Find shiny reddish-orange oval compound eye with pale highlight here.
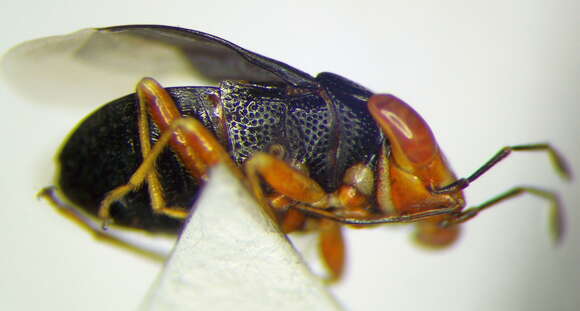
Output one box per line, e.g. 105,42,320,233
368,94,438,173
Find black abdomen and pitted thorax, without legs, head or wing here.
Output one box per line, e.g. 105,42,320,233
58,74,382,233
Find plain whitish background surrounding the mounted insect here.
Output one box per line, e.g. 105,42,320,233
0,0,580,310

* * *

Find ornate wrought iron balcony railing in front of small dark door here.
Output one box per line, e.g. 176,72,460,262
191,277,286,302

---

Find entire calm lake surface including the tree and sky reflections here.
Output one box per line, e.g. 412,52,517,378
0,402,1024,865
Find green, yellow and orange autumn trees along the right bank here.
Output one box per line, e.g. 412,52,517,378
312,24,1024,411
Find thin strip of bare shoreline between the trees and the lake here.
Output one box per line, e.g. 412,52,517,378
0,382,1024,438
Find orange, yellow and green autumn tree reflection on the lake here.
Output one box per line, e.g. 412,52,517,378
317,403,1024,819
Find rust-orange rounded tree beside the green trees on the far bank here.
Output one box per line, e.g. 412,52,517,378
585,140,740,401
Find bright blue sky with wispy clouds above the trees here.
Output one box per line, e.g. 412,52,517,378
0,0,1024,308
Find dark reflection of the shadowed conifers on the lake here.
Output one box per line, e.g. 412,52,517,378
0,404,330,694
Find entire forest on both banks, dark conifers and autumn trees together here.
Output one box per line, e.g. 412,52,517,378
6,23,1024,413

■ Work required ■
Filter the records for the word "entire" and show every line that has it.

■ Answer box ■
Find entire calm lake surface including the tree and sky reflections here.
Find entire forest on both banks, dark conifers and autumn trees together here.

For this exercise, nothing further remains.